§ BRIEF 1
Summarize the algorithm post in two sentences.

I'm just putting the final touches onto my new algorithm. It merges concepts from Leaps, Collection Oriented Match and Left/Right unlinking, as well as a few ideas of my own. The code is committed, but I'm just getting accumulate to work and writting some more tests. I'll do a full blog in a week or so, writting about it in more detail, hopefully accompanied with an alpha for people to play with.
The algorithm addresses the greedy and wasteful nature of Rete. This will make it suitable for more constrained environments, such as mobile devices, or browsers if we do a JS port with GWT. Further it's been designed with multi-core utilisation in mind - although I haven't implemented that yet.
For those with an understanding of the terminologies, here is a bullet point list of what I've done so far.
- With segments to preserve sharing. Bit masks used for right input and segments, for efficient checking.
- A Segment has it's bit set, when all right inputs have their bit set.
- A rule is linked in, when each segment has it's bit set.
- No beta evaluation happens until a rule is both fully linked in an popped of the agenda (see lazy rule evaluation)
- A linked rule can be unlinked, when any of right inputs has no data
- All full and partial join data is preserved.

§ BRIEF 2
Gather every line of the entries below that contains the string "cliff", treating uppercase and lowercase as different.

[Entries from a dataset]
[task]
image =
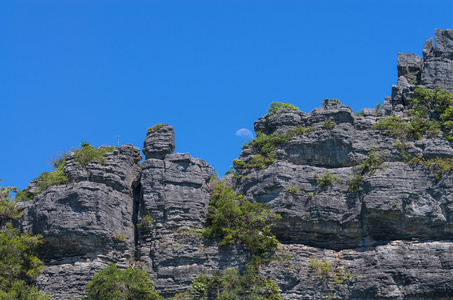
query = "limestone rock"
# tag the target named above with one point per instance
(159, 142)
(444, 43)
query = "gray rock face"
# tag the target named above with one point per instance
(159, 142)
(444, 43)
(433, 71)
(389, 235)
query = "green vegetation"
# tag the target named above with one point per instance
(276, 106)
(260, 162)
(413, 128)
(326, 270)
(19, 264)
(236, 220)
(88, 153)
(375, 161)
(119, 237)
(266, 146)
(439, 165)
(113, 283)
(355, 183)
(292, 190)
(230, 284)
(327, 101)
(431, 112)
(146, 223)
(55, 177)
(326, 180)
(379, 107)
(8, 208)
(328, 124)
(322, 268)
(157, 127)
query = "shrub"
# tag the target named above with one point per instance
(374, 162)
(328, 124)
(292, 190)
(379, 107)
(266, 146)
(322, 268)
(230, 284)
(128, 284)
(156, 127)
(327, 179)
(359, 113)
(8, 208)
(297, 131)
(119, 237)
(238, 164)
(19, 264)
(55, 177)
(355, 183)
(439, 165)
(327, 101)
(88, 153)
(236, 220)
(146, 223)
(276, 106)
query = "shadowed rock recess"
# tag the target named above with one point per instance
(388, 235)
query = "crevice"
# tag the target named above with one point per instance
(137, 191)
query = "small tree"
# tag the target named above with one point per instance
(113, 283)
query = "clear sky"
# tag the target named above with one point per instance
(76, 70)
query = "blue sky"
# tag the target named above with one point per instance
(75, 71)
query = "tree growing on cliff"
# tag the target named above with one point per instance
(236, 220)
(19, 264)
(113, 283)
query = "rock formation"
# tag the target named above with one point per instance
(388, 235)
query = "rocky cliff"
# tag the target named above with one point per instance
(346, 195)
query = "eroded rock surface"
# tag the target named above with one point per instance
(388, 237)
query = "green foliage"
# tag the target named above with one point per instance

§ FULL OUTPUT 1
The new algorithm merges concepts from Leaps, Collection Oriented Match and Left/Right unlinking, and it addresses the greedy and wasteful nature of Rete so that it suits more constrained environments such as mobile devices. It uses segments with bit masks, links a rule in when each segment has its bit set, delays beta evaluation until a rule is fully linked in and popped off the agenda, and preserves all full and partial join data.

§ FULL OUTPUT 2
query = "tree growing on cliff"
query = "rocky cliff"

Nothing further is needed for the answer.